TASK OBJECTIVE: Reproduce the lines below with every occurrence of "thickest part" swapped for "widest part", keeping all other text the same.

ITEMS:
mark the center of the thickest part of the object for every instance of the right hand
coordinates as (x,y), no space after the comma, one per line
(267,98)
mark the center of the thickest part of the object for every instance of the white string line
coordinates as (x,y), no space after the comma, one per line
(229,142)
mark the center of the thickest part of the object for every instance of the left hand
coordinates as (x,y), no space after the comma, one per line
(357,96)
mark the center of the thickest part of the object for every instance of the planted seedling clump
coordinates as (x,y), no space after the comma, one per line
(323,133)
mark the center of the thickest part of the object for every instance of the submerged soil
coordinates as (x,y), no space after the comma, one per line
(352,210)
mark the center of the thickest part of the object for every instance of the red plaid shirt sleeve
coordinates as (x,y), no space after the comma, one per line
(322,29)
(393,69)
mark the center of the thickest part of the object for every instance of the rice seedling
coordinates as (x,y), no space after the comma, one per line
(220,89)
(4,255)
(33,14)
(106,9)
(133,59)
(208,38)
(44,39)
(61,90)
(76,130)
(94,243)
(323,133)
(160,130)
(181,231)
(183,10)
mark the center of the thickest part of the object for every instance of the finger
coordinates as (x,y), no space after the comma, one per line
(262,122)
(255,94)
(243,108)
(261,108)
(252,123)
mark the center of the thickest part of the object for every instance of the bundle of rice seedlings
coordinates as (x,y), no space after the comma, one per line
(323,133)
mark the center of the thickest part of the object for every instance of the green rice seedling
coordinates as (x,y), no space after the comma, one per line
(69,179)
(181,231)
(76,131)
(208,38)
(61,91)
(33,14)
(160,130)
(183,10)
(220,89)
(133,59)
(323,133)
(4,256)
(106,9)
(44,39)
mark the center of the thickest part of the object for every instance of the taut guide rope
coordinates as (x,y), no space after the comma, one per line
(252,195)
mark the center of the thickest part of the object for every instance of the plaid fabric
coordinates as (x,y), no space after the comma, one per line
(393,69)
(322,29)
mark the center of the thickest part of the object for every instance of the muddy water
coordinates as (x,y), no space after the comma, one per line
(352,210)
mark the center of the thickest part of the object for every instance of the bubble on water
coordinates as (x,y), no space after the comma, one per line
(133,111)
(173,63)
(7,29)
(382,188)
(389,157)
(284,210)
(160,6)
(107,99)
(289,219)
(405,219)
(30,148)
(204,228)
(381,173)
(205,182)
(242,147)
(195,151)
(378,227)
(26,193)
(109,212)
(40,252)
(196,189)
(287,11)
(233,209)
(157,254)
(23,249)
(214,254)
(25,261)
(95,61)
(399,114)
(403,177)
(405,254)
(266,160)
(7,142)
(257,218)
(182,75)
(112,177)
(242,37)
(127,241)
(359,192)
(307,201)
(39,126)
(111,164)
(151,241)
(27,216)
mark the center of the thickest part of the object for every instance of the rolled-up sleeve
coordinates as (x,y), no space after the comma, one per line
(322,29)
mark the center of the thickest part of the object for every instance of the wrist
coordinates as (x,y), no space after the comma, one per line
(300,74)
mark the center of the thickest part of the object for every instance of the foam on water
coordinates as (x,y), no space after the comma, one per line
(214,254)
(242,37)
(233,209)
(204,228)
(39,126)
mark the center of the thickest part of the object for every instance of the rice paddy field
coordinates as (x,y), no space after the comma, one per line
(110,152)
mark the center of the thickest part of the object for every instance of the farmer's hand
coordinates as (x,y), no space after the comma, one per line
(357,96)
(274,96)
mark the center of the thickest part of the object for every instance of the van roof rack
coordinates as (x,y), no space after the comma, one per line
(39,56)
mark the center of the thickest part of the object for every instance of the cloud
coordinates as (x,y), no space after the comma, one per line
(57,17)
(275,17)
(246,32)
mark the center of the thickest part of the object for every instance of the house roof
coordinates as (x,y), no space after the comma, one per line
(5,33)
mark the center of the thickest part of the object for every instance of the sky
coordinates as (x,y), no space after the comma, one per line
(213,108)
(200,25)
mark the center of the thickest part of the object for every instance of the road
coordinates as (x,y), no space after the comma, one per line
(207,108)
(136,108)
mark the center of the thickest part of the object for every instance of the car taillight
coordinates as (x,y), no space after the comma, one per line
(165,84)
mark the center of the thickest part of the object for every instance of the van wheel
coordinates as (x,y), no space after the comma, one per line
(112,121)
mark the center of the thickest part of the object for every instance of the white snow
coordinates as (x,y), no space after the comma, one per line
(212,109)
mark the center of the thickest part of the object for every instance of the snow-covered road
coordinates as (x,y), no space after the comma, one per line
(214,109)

OUTPUT OF THE TASK:
mark the center of the widest part of the object for every instance of the right hand
coordinates as (x,y), no space after the comma, one per line
(267,98)
mark the center of the widest part of the object for every instance of the white string line
coordinates as (x,y), no space after the comma, one per line
(229,142)
mark the center of the widest part of the object for every instance of the left hand
coordinates as (x,y), no space after the comma, one per line
(357,96)
mark the center of the widest part of the object for every instance of the planted seedling clump
coordinates as (x,y), no space after the comma, one per line
(323,133)
mark the center of the widest part of the object for every instance of the submerged soil
coordinates as (x,y), no space after the comma, one per line
(352,210)
mark the center of the widest part of the object for every instance of the red plaid shirt sleeve
coordinates as (x,y), no space after the comma, one per line
(322,29)
(393,69)
mark the center of the widest part of the object for every instance of the rice seedling
coordinates as (x,y), no space after the comma, one per line
(220,89)
(4,255)
(33,14)
(106,9)
(133,59)
(208,38)
(44,39)
(61,90)
(76,130)
(94,243)
(323,133)
(160,130)
(181,231)
(183,10)
mark the center of the widest part of the object for every instance of the finger
coordinates as (x,y), no space after the comma, one per line
(262,122)
(255,94)
(243,108)
(261,108)
(252,123)
mark the center of the widest part of the object for every instance of the bundle of rice seedlings
coordinates as (x,y), no space after the comma, one per line
(323,133)
mark the center of the widest part of the object for every instance of the green rice seedling
coordinates as (x,y), no space after the comma, one per line
(69,179)
(181,231)
(76,131)
(208,38)
(61,91)
(33,14)
(160,130)
(183,10)
(220,89)
(133,59)
(323,133)
(4,256)
(106,9)
(44,39)
mark the center of the widest part of the object for every instance of the taut guide rope
coordinates as (x,y), no space after the comma, one per line
(252,195)
mark the center of the widest part of the object for every instance of the plaid fabric
coordinates as (x,y), no space after the comma, one per line
(393,69)
(322,29)
mark the center of the widest part of the object for every instance of the muddy water
coordinates as (x,y), no space after the comma, one per line
(352,210)
mark the center of the widest part of the object for every instance of the bubble on water
coordinates as (x,y), no space after the comma, one per line
(133,111)
(173,63)
(7,29)
(382,188)
(389,157)
(284,210)
(160,6)
(107,99)
(289,219)
(405,219)
(30,148)
(204,228)
(381,173)
(205,182)
(242,147)
(195,151)
(378,227)
(26,193)
(109,212)
(40,252)
(196,189)
(287,11)
(233,209)
(157,254)
(23,249)
(214,254)
(25,261)
(95,61)
(399,114)
(403,177)
(405,254)
(266,160)
(7,142)
(257,218)
(182,75)
(112,177)
(242,37)
(127,241)
(359,192)
(307,201)
(39,126)
(111,164)
(151,241)
(27,216)
mark the center of the widest part of the object for every instance of the rolled-up sleeve
coordinates as (x,y), no space after the comma, one per line
(322,29)
mark the center of the widest part of the object for every instance of the wrist
coordinates as (x,y), no space after the comma, one per line
(300,74)
mark the center of the widest part of the object for every instance of the foam on water
coordinates as (x,y), no space after the comma, one per line
(214,254)
(242,37)
(233,209)
(204,228)
(39,126)
mark the center of the widest part of the object for every instance of the rice paddy field
coordinates as (x,y), no space after the comma, one per line
(110,152)
mark the center of the widest part of the object for every instance of the farmer's hand
coordinates as (x,y), no space after the comma, one per line
(357,96)
(274,96)
mark the center of the widest part of the object for every instance of the van roof rack
coordinates as (x,y), no space after the comma, one per line
(39,56)
mark the center of the widest part of the object for every instance of the cloud
coordinates as (x,y), no space after the comma, one per line
(57,17)
(275,17)
(246,32)
mark the center of the widest part of the object for every instance of the house roof
coordinates as (x,y), no space after the comma, one per line
(5,33)
mark the center of the widest part of the object for every instance of the sky
coordinates as (x,y), no space after the comma, one per line
(213,108)
(200,25)
mark the center of the widest part of the object for every instance of the road
coordinates as (x,y), no space after the comma, one per line
(207,108)
(136,108)
mark the center of the widest part of the object for every instance of the car taillight
coordinates as (x,y), no space after the comma, one per line
(165,84)
mark the center of the widest part of the object for every instance of the van wheel
coordinates as (x,y), no space after the comma, one per line
(112,121)
mark the center of the widest part of the object for every instance of the white snow
coordinates as (x,y), no space after the comma, one per line
(212,109)
mark the center of the widest part of the object for every instance of the snow-covered road
coordinates as (x,y), no space after the comma, one per line
(214,109)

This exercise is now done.